Ostensibly, this chapter is supposed to be a discussion of how the most prominent theoreticians of Marxism have distorted his teachings. In reality, it ends up being mostly a tirade against Kautsky with Plekhanov getting only this first tiny section covering barely a page.

Lenin’s frustration with Plekhanov is, simply put, that he wrote a pamphlet on ‘anarchism and Socialism’ without bringing up the question of revolution and the role of the state even once. This by itself “is a victory for opportunism” (pg. 125)

Analysis

I have virtually nothing to say on this and it strikes me as pretty damn petty. Maybe more knowledge of Plekhanov’s work would change my mind, but as it stands, the very brief commentary and one-line argument against Plekhanov is pretty lame.


2. Kautsky’s Controversy with the Opportunists

Ol’ Double K

Summary

The bigger target of Lenin’s vitriol is Kautsky, whom Lenin repeatedly accuses of opportunism on the question of the state. Lenin provides several examples of this opportunism. The first is Kautsky’s work against Bernstein’s Premises of Socialism. There, Bernstein seizes on Marx’s claim from The Communist Manifesto that “the working class cannot simply lay hold of the ready-made state machinery, and wield it for its own purposes” to claim that this was a warning from Marx against revolutionary zeal and promoting incrementalism (i.e. “you can’t just seize things, you’ve got to work within the system!”). Lenin has already argued why this is decisively not what Marx meant and that this is a distortion. Kautsky, too, took issue with Bernstein’s interpretation, but Lenin’s problem is that Kautsky’s criticism of Bernstein misses the point. In short, Kautsky’s claim is that Marx meant that one can’t simply lay hold of the state machine, but that this isn’t enough. For Lenin, the fact that Kautsky doesn’t point out the fact that Bernstein is arguing for the very opposite of Marx’s point is tantamount to a fundamental concession to Bernstein, and, hence, a massive distortion of doctrine.

A second example of Kautsky’s opportunism can be found in his pamphlet, The Social Revolution. Here, again, Lenin says Kautsky avoids the question of the state. The problem here is, once again, the fact that Kautsky doesn’t make explicit what the proletariat needs to do in the revolution. “By avoiding this question, Kautsky in practice makes a concession to opportunism on this most essential point, although in words he declares stern war against it and emphasizes the importance of the ‘idea of revolution’ (how much is this ‘idea’ worth when one is afraid to teach the workers the concrete lessons of revolution?), or says ‘revolutionary idealism before everything else’, or announces that the English workers are now ‘hardly more than petty bourgeois.'” (pg. 130). In essence, Lenin’s claim is that Kautsky’s arguments amount to opportunism by omission.

More concretely, Lenin also takes issue with Kautsky’s remarks on the nature of bureaucracy. In short, Kautsky thinks that it’s impossible to do without bureaucracy in certain contexts, that, consequently, bureaucracy is inevitable, so that part of the tasks of the proletariat is to take over that bureaucratic machinery.

This, as we know, is not Lenin’s view. It is not the case that the proletariat simply takes over the bourgeois bureaucracy and makes sure that it works in the interest of the workers. Rather, it smashes and rebuilds the machinery such that it preserves a semblance of management while at the same time eliminating bureaucracy by making sure that, in essence, everyone performs the function of a bureaucrat (“all shall become ‘bureaucrats’ for a time and that, therefore, nobody may be able to become a ‘bureaucrat’.” pg. 131). In essence, what will be removed is bureaucracy as a kind of class apart from society while preserving the bureaucratic functions that make operation of enterprises possible.

RAW RECORDS ::
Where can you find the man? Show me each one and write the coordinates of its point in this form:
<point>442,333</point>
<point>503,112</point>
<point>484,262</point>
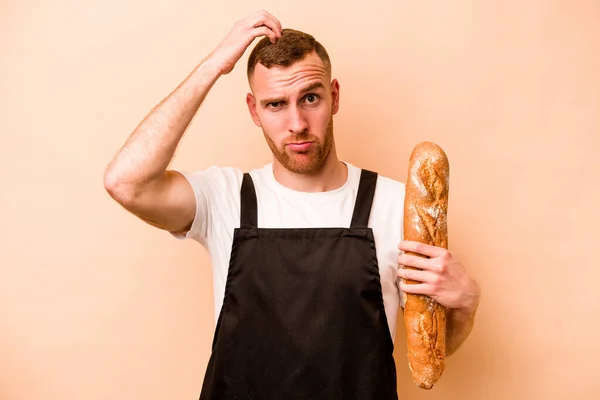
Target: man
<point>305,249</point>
==
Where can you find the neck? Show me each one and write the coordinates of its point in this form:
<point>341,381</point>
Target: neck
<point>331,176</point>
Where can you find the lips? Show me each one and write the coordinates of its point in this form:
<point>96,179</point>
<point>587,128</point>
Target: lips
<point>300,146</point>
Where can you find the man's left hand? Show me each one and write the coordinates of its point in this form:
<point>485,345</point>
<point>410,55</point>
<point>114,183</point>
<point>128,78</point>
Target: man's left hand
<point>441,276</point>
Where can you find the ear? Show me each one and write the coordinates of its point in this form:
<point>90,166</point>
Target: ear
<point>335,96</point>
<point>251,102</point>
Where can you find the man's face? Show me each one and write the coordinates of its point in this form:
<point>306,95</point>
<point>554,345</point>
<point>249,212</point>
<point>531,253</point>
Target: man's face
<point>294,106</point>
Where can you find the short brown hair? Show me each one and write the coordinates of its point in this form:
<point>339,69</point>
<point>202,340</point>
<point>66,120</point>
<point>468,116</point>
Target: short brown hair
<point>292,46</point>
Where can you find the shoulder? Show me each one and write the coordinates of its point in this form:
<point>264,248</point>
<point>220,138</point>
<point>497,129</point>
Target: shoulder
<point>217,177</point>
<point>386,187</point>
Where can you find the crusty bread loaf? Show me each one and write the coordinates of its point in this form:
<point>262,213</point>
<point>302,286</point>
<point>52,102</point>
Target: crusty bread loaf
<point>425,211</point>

WHAT IS ASKED ::
a. In the commentary on Lenin's critique of Kautsky, which Kautsky pamphlet is given as the second example of his opportunism?
b. Can you rewrite the part of the rows that opens with the line containing "Where can you find the man?" and closes with the line containing "<point>305,249</point>", replacing "man" with "person" and keeping everything else the same? Give only those lines, and leave the picture out.
The rows are unrelated to the text.

RESPONSES IN ORDER ::
a. The Social Revolution.

b.
Where can you find the person? Show me each one and write the coordinates of its point in this form:
<point>442,333</point>
<point>503,112</point>
<point>484,262</point>
Target: person
<point>305,249</point>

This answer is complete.